Your assignment
Among the records, how many lines contain "yellow"? Only the number is needed.

[Point-per-instance localization data]
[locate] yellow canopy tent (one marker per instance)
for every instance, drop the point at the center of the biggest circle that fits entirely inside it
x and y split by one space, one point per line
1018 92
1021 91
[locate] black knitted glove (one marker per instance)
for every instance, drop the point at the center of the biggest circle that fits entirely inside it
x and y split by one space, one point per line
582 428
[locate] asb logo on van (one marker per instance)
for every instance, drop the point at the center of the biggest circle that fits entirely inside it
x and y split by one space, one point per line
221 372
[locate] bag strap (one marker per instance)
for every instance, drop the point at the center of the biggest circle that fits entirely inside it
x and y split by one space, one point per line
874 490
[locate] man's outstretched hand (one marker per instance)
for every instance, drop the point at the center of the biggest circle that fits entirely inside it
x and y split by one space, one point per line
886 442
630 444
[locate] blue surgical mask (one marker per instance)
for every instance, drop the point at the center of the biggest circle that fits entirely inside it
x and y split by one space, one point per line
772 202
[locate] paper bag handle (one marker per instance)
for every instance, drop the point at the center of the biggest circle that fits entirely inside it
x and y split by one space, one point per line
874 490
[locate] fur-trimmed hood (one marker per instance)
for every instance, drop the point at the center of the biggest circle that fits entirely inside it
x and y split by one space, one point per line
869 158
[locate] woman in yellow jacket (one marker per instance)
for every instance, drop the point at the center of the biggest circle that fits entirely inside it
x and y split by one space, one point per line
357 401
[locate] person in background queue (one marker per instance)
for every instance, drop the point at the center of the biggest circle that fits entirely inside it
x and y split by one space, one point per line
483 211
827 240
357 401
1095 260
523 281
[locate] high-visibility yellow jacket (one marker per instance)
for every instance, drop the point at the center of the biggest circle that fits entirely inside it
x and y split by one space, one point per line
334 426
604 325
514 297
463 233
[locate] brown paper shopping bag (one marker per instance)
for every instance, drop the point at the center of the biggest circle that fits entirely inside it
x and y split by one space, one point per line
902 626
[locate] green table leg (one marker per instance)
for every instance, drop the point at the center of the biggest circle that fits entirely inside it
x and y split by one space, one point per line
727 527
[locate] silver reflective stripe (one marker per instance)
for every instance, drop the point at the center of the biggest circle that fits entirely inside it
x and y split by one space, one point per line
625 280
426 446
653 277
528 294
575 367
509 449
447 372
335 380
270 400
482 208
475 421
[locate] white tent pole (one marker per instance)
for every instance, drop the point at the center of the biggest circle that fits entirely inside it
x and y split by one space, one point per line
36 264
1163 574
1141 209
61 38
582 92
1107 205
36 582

Output below
3